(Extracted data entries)
::::::
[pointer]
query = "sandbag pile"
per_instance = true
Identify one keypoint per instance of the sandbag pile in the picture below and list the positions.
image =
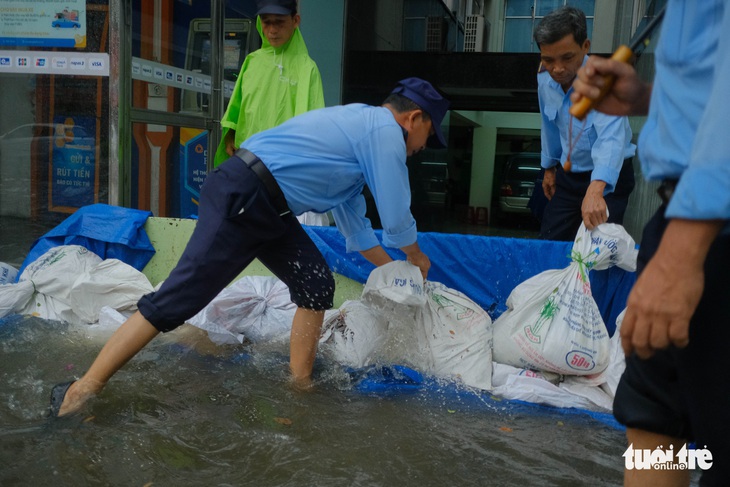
(72, 284)
(552, 323)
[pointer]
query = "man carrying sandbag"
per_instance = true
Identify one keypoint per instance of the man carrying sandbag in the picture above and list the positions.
(247, 211)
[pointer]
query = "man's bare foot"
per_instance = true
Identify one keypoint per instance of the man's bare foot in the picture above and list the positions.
(301, 384)
(75, 396)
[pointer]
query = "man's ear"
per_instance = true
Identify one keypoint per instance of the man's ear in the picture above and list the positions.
(414, 115)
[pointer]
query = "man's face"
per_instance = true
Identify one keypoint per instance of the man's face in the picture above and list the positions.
(278, 29)
(419, 130)
(562, 59)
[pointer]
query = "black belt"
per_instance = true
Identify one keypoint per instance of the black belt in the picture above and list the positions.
(666, 189)
(262, 172)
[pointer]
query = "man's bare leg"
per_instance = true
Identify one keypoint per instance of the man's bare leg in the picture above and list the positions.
(305, 333)
(124, 344)
(666, 478)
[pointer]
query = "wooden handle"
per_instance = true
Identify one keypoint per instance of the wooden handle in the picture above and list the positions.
(580, 110)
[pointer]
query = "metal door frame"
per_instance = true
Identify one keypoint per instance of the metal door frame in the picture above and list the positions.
(121, 113)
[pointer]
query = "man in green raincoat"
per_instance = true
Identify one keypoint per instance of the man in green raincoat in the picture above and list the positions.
(276, 82)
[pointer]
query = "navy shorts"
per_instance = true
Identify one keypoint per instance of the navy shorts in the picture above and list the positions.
(685, 392)
(237, 223)
(562, 215)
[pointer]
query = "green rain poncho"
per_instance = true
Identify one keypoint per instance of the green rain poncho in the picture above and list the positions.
(273, 86)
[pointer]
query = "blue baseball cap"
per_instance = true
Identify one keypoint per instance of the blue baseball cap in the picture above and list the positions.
(277, 7)
(423, 94)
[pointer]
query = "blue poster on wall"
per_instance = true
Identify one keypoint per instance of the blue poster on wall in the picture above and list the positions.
(44, 23)
(194, 157)
(73, 171)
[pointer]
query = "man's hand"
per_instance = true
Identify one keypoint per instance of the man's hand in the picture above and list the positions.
(548, 182)
(417, 258)
(667, 293)
(628, 96)
(230, 142)
(594, 207)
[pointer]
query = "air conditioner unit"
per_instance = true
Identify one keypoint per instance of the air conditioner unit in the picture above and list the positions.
(476, 31)
(436, 30)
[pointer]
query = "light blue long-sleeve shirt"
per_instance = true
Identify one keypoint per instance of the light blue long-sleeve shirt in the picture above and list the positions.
(687, 132)
(601, 142)
(322, 159)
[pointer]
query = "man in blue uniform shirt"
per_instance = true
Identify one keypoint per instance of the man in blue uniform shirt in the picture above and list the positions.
(675, 332)
(247, 210)
(588, 167)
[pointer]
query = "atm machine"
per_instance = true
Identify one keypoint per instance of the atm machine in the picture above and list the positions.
(241, 38)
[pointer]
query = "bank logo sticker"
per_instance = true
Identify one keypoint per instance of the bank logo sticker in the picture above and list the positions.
(77, 63)
(59, 63)
(96, 64)
(667, 459)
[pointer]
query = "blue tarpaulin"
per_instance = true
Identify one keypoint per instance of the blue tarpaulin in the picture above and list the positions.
(486, 269)
(111, 232)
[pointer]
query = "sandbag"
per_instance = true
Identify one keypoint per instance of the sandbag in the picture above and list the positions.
(354, 334)
(552, 322)
(432, 328)
(256, 308)
(8, 273)
(70, 283)
(459, 334)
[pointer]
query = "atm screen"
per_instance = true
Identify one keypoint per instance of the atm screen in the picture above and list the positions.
(233, 54)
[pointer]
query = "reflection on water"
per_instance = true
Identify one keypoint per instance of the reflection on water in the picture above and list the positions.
(174, 416)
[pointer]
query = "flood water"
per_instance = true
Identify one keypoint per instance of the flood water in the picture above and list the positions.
(180, 417)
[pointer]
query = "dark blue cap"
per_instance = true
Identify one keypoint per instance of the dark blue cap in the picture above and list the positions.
(277, 7)
(423, 94)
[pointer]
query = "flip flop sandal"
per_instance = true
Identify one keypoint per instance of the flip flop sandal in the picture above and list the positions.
(58, 393)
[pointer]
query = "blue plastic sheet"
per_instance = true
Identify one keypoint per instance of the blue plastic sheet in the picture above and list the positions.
(395, 380)
(486, 269)
(111, 232)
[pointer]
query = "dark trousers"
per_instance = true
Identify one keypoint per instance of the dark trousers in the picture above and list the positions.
(685, 392)
(238, 223)
(562, 216)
::::::
Filter the records down to the lines containing the word "pile", and copy those.

query = "sandbag pile"
Identify one keypoint per instance of the sandbag pile in the picture below and list the positions.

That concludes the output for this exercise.